- [Brief]: Reproduce the records below in their entirety, character for character.

- [Items listed in a dataset]:

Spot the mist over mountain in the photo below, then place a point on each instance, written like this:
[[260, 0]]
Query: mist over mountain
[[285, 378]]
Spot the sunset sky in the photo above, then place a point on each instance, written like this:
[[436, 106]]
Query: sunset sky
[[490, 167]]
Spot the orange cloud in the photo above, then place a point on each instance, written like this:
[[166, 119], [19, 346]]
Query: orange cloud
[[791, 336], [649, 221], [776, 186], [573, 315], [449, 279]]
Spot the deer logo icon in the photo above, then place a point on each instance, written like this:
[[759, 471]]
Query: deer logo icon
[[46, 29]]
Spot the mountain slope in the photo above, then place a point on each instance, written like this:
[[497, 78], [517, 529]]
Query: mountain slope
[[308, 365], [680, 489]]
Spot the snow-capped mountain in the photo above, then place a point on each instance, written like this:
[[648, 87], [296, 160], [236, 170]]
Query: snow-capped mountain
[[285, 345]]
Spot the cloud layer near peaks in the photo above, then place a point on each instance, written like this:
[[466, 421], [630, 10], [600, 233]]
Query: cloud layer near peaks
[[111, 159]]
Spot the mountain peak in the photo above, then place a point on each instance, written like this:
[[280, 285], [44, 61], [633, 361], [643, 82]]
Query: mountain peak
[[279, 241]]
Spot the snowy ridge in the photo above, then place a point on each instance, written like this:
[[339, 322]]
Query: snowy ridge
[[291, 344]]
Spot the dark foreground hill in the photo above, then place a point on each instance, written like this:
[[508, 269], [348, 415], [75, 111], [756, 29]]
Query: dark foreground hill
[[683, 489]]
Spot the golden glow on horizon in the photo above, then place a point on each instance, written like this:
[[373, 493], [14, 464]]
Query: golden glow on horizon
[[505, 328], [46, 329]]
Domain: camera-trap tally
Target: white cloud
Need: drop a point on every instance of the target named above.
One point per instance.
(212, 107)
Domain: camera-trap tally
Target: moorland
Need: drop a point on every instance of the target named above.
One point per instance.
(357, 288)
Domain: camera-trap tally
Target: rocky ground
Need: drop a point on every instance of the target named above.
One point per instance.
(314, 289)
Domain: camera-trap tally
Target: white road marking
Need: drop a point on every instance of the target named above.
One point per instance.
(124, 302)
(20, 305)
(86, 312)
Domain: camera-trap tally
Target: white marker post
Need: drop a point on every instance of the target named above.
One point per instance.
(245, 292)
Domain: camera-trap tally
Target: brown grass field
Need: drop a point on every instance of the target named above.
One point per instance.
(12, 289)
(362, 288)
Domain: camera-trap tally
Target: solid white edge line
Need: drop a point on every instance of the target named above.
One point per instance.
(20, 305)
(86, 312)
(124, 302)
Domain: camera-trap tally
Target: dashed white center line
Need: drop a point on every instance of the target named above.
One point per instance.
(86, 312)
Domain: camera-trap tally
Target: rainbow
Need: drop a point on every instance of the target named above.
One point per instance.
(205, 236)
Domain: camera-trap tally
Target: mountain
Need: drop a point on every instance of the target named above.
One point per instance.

- [The completed task]:
Spot the mist over mountain in the photo below, then place a point on each instance, written like this:
[[260, 0]]
Query: mist over mountain
[[285, 378]]
Spot the sunset sky in the photo above, then place a point on each instance, written like this:
[[436, 106]]
Query: sunset sky
[[490, 167]]
Spot the orange cloud in the photo above, then place a point on each instance, written like this:
[[166, 119], [19, 346]]
Query: orange cloud
[[791, 336], [649, 221], [776, 186], [573, 315], [449, 279]]
Spot the deer logo icon in the photo above, then place a point on each instance, written like this:
[[759, 471]]
Query: deer logo icon
[[46, 29]]
Spot the mountain slope in the photo above, then place a point on each instance, written like this:
[[497, 78], [517, 529]]
Query: mountain slope
[[308, 365], [680, 489]]
Spot the snow-capped mountain in the photo above, then place a point on each instance, written like this:
[[648, 87], [296, 160], [236, 170]]
Query: snow-capped mountain
[[285, 345]]
Spot the cloud layer near peaks in the photo above, then place a point on each instance, written like this:
[[466, 421], [630, 10], [600, 233]]
Query: cloud layer near peaks
[[111, 159]]
Spot the mountain peak in the photo above, then place a point on each instance, written like this:
[[280, 285], [44, 61], [633, 361], [643, 82]]
Query: mountain peak
[[279, 241]]
Spot the snowy ridge in the photo above, then place a point on each instance, written like this:
[[339, 322]]
Query: snowy ridge
[[291, 344]]
Spot the dark foreground hill in the photo above, then place a point on each instance, written like this:
[[508, 269], [348, 415], [75, 111], [756, 29]]
Query: dark foreground hill
[[683, 489]]
Spot the golden glow on horizon in the photo above, then place a point on each instance, written like this:
[[373, 493], [14, 464]]
Query: golden glow on horizon
[[505, 328], [46, 329]]
Domain: camera-trap tally
Target: white cloud
Need: drop a point on every instance of the target named above.
One point per instance.
(212, 107)
Domain: camera-trap tally
Target: moorland
Need: drop a point on every instance of the target named above.
One point per instance.
(357, 288)
Domain: camera-trap tally
Target: rocky ground
Need: drop a point on every instance of the target named above.
One point per instance.
(314, 289)
Domain: camera-trap tally
Target: white road marking
Need: drop a point on every instance of the target named above.
One point per instance.
(124, 302)
(20, 305)
(86, 312)
Domain: camera-trap tally
Target: white marker post
Need: drop a point on every instance of the target named above.
One point per instance.
(245, 292)
Domain: camera-trap tally
Target: brown grass field
Need: drop a point on every instance of the target named above.
One point per instance.
(12, 289)
(362, 288)
Domain: camera-trap tally
Target: solid white edge line
Need: drop a point on every instance of the target named above.
One point per instance.
(20, 305)
(86, 312)
(124, 302)
Domain: camera-trap tally
Target: dashed white center line
Need: drop a point on every instance of the target named above.
One point per instance.
(86, 312)
Domain: camera-trap tally
Target: rainbow
Need: drop a point on every instance of the target named above.
One point per instance.
(205, 236)
Domain: camera-trap tally
Target: mountain
Need: drop a point on every instance of the target named above.
One point per instance.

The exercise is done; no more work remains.